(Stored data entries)
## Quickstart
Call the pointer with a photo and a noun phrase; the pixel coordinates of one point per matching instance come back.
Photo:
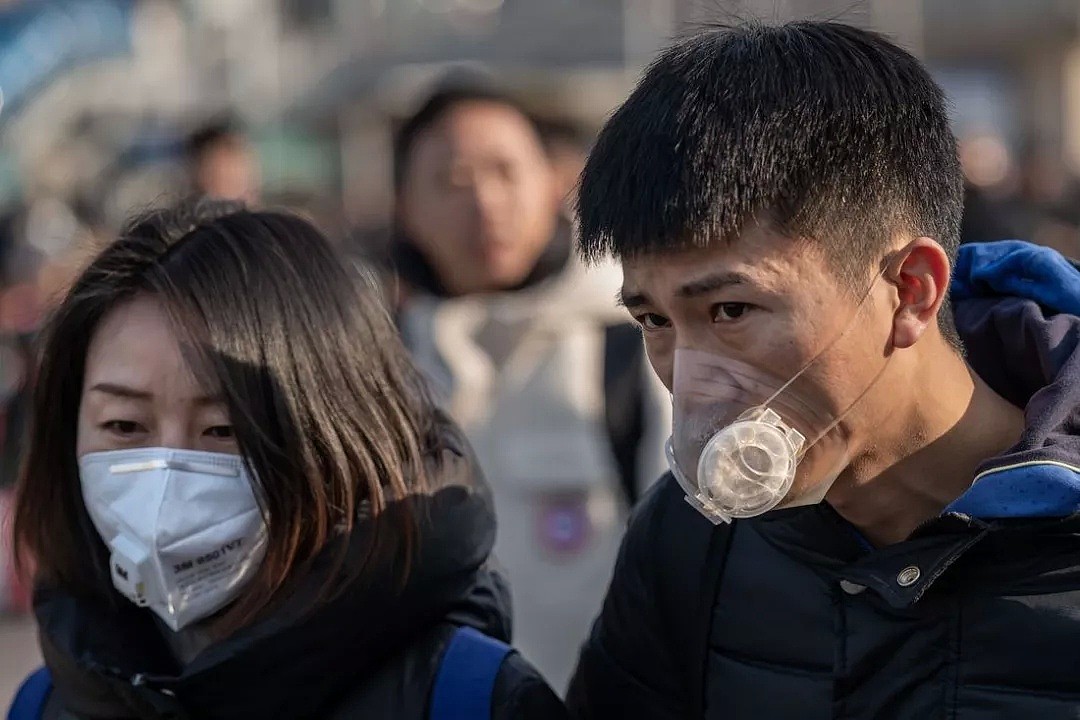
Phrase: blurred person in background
(527, 351)
(221, 162)
(240, 502)
(567, 147)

• **WHAT IS REQUIRED**
Could every entry above be printed again exactly, images excluded?

• **THE ANSWER**
## Quickstart
Call the pointer with a photo and a noun phrase; the pixel coordinates of one point per matching instance come back.
Photo:
Phrase: blurred person in background
(527, 351)
(221, 162)
(240, 502)
(567, 147)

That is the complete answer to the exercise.